------ DATA EXCERPTS ------

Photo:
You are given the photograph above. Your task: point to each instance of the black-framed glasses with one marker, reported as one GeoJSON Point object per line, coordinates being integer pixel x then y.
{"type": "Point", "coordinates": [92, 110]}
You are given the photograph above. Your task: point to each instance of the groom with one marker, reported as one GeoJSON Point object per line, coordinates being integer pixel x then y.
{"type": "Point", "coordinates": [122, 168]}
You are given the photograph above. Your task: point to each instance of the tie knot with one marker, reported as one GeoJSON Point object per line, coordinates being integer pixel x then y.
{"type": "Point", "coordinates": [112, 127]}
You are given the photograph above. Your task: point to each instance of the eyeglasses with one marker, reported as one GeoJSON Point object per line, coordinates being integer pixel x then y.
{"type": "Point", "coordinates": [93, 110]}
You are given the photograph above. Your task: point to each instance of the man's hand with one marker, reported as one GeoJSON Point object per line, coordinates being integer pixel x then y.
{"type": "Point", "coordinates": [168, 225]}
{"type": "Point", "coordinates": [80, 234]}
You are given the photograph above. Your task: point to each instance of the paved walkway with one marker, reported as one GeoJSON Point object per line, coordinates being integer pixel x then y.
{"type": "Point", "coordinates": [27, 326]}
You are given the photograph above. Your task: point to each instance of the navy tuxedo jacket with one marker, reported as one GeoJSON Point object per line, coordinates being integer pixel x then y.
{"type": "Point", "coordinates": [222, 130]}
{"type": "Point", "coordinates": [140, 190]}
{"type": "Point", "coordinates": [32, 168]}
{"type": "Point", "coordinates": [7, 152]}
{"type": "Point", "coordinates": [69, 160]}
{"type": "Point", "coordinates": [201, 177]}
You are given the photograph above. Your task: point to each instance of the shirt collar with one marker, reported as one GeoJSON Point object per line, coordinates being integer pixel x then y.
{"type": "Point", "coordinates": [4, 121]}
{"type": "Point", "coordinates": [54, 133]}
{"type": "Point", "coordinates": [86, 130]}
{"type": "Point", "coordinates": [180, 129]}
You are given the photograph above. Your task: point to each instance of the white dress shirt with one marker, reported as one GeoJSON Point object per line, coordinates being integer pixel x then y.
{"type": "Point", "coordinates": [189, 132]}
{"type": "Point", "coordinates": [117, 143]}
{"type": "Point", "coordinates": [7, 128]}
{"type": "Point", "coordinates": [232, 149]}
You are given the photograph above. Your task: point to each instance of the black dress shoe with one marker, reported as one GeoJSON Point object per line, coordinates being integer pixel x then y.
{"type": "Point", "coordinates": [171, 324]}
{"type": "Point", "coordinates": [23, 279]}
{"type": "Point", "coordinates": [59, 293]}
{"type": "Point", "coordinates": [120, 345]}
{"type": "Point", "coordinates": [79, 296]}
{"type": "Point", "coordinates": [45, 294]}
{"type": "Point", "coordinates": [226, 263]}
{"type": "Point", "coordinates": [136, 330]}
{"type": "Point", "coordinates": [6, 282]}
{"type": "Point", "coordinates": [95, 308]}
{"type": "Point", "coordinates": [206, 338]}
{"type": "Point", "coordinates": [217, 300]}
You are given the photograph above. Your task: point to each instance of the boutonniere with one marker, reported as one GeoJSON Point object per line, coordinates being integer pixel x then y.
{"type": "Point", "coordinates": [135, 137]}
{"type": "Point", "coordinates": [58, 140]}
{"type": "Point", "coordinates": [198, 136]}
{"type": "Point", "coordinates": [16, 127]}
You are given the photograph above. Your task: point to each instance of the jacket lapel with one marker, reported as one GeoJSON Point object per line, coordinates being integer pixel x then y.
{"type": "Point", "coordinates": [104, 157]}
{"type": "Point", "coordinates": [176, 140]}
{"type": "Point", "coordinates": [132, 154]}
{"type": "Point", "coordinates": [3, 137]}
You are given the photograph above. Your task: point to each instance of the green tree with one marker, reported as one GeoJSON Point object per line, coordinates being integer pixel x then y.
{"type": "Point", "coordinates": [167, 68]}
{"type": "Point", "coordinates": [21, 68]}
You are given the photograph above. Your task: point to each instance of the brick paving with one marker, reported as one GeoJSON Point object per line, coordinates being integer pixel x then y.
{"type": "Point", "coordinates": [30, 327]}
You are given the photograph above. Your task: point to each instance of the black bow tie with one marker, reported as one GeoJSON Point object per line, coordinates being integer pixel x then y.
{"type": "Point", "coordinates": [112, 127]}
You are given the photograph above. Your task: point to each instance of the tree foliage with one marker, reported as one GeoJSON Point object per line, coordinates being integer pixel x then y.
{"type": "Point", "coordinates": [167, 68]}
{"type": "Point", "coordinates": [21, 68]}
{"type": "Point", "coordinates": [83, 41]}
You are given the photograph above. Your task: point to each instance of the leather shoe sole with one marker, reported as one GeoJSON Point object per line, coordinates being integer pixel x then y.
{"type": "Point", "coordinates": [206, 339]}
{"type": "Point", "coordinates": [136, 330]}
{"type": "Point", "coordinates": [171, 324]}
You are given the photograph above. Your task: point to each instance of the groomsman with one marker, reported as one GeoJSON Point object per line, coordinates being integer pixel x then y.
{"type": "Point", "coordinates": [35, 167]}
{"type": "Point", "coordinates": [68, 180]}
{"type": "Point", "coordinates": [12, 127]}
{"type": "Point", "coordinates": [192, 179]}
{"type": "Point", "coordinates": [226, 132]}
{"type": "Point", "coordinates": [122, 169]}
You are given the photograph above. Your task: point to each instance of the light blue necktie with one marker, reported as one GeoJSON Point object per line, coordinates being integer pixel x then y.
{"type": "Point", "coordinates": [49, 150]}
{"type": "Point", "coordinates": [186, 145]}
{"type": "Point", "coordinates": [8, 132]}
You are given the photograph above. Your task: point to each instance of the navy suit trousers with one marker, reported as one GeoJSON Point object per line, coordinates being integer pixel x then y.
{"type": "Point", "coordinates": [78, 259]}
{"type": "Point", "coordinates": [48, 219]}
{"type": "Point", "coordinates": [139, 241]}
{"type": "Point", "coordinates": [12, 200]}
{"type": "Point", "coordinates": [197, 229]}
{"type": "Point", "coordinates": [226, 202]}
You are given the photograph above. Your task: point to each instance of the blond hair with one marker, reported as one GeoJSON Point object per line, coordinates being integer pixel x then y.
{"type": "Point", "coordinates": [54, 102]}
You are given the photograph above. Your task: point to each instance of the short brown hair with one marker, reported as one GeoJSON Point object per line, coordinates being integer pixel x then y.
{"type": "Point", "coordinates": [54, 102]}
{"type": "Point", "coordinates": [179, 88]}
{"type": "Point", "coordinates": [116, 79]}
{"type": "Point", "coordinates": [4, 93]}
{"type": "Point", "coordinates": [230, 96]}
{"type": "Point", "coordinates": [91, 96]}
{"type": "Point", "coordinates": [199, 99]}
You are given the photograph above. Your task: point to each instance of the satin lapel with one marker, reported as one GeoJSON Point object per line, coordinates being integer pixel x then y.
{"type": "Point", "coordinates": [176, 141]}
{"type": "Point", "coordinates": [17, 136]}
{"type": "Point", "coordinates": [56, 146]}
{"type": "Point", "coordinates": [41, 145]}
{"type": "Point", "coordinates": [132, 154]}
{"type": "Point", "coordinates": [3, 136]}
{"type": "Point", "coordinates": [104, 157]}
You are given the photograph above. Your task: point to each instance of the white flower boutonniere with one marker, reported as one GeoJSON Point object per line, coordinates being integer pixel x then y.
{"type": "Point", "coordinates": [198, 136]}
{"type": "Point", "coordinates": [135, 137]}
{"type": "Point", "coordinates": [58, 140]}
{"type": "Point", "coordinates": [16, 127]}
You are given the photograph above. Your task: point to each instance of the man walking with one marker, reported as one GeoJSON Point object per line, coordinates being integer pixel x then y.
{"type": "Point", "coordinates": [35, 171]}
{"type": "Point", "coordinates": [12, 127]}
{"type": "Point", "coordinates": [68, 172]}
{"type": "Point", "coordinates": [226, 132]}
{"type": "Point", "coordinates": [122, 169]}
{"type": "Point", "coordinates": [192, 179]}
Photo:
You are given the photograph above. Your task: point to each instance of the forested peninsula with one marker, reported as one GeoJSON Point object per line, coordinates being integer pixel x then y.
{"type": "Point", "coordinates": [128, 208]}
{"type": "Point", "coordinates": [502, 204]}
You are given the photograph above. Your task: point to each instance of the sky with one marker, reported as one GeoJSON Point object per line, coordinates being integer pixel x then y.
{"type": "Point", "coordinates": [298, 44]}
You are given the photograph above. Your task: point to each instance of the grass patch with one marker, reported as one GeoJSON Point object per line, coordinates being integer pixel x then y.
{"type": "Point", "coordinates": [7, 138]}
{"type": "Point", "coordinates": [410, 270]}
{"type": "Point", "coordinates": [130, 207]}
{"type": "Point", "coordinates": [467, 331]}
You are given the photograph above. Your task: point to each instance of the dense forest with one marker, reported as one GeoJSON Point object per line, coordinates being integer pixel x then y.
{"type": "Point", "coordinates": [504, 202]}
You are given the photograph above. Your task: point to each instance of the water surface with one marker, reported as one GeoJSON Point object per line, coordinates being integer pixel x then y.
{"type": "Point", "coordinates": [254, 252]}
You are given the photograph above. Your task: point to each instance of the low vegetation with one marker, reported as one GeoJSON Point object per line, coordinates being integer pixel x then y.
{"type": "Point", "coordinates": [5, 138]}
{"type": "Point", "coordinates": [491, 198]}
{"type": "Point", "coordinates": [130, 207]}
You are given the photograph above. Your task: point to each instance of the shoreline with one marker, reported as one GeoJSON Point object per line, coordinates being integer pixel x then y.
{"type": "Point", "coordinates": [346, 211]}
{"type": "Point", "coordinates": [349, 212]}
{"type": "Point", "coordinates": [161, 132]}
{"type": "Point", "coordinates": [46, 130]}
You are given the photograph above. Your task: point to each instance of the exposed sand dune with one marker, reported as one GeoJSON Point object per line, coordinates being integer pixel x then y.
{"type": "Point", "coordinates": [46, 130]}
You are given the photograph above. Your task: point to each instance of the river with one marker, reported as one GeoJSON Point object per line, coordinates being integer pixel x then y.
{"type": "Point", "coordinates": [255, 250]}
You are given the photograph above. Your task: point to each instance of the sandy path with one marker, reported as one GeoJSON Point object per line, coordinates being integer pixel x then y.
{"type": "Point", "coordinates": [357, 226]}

------

EXERCISE DIRECTIONS: Please write out only the lines from the one containing "of the water" to the end of the records above, exactly, both ends included.

TASK ANSWER:
You are given the photograph above. Your task: point to each instance of the water surface with one marker, reported as one GeoJSON Point object per line, coordinates being integer pixel x then y.
{"type": "Point", "coordinates": [254, 252]}
You are given the photograph above. Your task: point to each instance of the low vegetation with one marker, reported as one GeoJSON Point object per line, coordinates being integer pixel x then y.
{"type": "Point", "coordinates": [5, 138]}
{"type": "Point", "coordinates": [491, 198]}
{"type": "Point", "coordinates": [130, 207]}
You are given the photograph above. Your task: point to each instance of the shoreline with one marker, reported as one GeoJSON Point object per line, coordinates being integer pixel x then y.
{"type": "Point", "coordinates": [346, 211]}
{"type": "Point", "coordinates": [349, 212]}
{"type": "Point", "coordinates": [161, 132]}
{"type": "Point", "coordinates": [46, 130]}
You are given the photograph above. Your task: point to each instance of the exposed sand dune with one marker, reported as one GeoJSON Point object per line, coordinates being integer pixel x then y.
{"type": "Point", "coordinates": [46, 130]}
You are given the photograph above. Your task: point to each instance of the river with one marker, reported as one GeoJSON Point object per line, coordinates being integer pixel x then y.
{"type": "Point", "coordinates": [255, 250]}
You are given the photograph above. Your task: point to each instance of the sandy path with one marker, reported as one GeoJSON Point object per line, coordinates being integer pixel x then y.
{"type": "Point", "coordinates": [357, 226]}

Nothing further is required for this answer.